• **TO DO**
Could you rewrite the data, starting at the line that contains "of the hand" and stopping after the line that contains "point(463, 109)", so that "angels logo" is changed to "team emblem" and all else is unchanged, and give back only those lines?

== RECORDS SHOWN

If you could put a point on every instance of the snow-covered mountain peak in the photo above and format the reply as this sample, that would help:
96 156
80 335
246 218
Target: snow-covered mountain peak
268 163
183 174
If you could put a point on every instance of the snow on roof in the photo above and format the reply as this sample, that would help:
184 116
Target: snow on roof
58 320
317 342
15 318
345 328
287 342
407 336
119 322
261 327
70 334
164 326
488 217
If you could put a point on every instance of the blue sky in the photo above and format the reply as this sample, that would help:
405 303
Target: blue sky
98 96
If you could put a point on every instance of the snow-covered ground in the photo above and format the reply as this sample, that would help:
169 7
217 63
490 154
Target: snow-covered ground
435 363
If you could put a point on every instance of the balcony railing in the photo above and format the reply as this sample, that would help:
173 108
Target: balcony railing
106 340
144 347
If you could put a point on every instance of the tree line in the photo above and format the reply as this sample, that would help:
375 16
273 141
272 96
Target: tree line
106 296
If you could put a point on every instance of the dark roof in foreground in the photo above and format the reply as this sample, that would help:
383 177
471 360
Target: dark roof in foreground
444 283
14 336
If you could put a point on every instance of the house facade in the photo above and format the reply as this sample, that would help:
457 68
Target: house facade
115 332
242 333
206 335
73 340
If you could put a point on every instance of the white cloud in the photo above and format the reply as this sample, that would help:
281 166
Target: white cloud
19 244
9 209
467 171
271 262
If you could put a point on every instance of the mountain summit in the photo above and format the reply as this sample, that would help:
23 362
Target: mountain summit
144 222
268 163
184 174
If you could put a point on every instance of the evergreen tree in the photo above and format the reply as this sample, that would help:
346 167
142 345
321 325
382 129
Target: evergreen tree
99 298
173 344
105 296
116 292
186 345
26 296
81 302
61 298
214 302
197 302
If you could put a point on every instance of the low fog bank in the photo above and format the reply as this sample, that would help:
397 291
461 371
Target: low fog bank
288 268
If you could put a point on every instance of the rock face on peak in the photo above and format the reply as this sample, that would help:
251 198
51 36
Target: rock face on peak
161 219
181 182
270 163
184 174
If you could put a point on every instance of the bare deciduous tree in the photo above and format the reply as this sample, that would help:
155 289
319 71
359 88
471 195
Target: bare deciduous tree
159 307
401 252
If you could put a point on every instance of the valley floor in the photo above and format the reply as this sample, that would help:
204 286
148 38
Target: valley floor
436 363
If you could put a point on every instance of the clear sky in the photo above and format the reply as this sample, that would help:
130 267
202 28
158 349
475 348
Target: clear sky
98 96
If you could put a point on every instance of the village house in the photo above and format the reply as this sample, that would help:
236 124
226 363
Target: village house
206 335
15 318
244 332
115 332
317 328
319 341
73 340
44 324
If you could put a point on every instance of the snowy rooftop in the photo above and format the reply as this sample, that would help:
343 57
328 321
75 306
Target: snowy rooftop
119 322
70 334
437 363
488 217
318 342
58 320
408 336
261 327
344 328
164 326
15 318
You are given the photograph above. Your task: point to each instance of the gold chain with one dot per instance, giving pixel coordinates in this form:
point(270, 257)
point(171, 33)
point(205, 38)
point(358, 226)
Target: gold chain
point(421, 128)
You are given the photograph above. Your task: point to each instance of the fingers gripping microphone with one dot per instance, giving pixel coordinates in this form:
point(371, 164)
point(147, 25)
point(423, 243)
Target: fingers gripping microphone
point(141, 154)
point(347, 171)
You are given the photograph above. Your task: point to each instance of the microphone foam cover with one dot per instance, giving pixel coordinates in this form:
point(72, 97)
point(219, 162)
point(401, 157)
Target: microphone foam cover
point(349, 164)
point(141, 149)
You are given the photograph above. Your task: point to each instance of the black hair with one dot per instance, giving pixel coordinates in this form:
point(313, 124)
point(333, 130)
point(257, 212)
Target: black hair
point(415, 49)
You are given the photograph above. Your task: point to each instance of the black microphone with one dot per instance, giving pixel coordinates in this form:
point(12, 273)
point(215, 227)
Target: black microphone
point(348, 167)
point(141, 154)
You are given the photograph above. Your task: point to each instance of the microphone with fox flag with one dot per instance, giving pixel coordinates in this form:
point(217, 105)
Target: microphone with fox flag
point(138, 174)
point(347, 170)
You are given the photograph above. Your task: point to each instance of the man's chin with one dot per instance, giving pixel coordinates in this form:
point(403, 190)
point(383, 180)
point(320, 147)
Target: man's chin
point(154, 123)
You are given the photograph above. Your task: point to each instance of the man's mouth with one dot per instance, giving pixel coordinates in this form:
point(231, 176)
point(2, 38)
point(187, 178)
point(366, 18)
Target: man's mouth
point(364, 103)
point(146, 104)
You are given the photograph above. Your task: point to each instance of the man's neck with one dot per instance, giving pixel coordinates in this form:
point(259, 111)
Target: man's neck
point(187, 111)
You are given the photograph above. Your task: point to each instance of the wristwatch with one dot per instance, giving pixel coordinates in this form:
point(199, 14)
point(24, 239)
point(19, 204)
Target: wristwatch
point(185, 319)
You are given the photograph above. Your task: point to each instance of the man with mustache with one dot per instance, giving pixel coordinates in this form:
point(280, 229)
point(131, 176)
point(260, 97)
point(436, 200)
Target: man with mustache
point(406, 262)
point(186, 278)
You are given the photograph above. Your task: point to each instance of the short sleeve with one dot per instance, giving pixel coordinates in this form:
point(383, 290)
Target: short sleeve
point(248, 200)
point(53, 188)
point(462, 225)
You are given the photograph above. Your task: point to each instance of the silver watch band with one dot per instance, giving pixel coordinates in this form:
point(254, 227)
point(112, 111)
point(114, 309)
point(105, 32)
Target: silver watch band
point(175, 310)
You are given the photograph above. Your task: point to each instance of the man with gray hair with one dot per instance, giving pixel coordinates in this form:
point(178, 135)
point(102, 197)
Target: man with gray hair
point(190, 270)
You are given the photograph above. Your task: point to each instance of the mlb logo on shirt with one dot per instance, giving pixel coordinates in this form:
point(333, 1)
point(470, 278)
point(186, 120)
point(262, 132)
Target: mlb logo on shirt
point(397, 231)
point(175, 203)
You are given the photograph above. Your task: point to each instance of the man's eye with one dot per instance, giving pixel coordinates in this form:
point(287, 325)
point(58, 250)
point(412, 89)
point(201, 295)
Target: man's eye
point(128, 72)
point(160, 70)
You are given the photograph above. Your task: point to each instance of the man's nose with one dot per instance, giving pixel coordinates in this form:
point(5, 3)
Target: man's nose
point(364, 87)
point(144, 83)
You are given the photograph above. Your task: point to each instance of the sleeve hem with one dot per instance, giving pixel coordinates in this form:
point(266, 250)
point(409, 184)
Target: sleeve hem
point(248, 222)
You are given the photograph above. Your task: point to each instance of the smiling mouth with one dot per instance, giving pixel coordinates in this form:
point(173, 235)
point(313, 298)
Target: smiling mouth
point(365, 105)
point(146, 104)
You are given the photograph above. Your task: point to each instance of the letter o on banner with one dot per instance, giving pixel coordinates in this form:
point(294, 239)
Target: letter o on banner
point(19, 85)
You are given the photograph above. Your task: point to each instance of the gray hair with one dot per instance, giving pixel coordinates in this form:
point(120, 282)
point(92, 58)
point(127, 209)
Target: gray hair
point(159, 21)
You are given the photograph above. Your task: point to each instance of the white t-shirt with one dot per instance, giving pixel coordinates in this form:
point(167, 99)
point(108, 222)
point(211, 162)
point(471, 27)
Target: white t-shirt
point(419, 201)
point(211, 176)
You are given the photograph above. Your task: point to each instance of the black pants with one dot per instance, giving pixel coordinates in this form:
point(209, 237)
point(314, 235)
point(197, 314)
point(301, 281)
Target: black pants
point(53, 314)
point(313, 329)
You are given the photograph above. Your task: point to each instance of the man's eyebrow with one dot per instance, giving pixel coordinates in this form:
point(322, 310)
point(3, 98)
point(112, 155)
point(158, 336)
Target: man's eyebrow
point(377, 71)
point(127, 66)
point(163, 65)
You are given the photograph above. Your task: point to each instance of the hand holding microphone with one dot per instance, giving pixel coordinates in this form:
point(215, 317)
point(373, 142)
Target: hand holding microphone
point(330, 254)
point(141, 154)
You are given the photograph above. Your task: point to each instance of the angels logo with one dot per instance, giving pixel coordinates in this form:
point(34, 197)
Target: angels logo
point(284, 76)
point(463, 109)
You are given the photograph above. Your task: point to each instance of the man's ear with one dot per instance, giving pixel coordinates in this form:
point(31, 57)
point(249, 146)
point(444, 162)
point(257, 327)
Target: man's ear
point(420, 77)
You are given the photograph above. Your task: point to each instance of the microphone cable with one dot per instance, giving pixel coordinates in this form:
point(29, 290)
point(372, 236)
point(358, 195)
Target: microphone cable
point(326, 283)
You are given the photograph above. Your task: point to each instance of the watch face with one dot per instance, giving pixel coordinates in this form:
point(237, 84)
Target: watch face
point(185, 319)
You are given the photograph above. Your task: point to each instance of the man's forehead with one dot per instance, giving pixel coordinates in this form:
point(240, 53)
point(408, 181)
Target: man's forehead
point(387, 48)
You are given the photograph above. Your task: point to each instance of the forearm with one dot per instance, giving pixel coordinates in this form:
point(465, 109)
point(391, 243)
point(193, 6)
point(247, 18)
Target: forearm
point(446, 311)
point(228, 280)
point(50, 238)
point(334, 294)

====

• **RESULT OF THE TASK**
You are given the photograph above. Your task: point to each instance of the hand holding microphone with one dot per instance, giving pixel coordinates in this form:
point(215, 317)
point(373, 142)
Target: hand holding microphone
point(330, 254)
point(141, 154)
You are given the photograph above. Your task: point to each instance of the team emblem with one dot per instance, giving pixel coordinates in this form:
point(34, 197)
Target: team emblem
point(284, 76)
point(463, 109)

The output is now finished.